• **Exercise instructions**
Provide a verbatim copy of the data below.

☆ ☆ ☆ ☆ ☆ ☆ ☆

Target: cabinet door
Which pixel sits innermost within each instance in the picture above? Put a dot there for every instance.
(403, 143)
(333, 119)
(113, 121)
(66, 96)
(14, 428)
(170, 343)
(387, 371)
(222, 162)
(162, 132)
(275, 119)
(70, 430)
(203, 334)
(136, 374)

☆ ☆ ☆ ☆ ☆ ☆ ☆

• **Answer for the task**
Target: cabinet door
Which pixel sits innermost within each instance in the picture above? Put a dot there for every instance.
(403, 143)
(333, 119)
(113, 121)
(66, 96)
(14, 428)
(170, 343)
(387, 371)
(222, 162)
(162, 132)
(275, 119)
(70, 430)
(203, 334)
(136, 374)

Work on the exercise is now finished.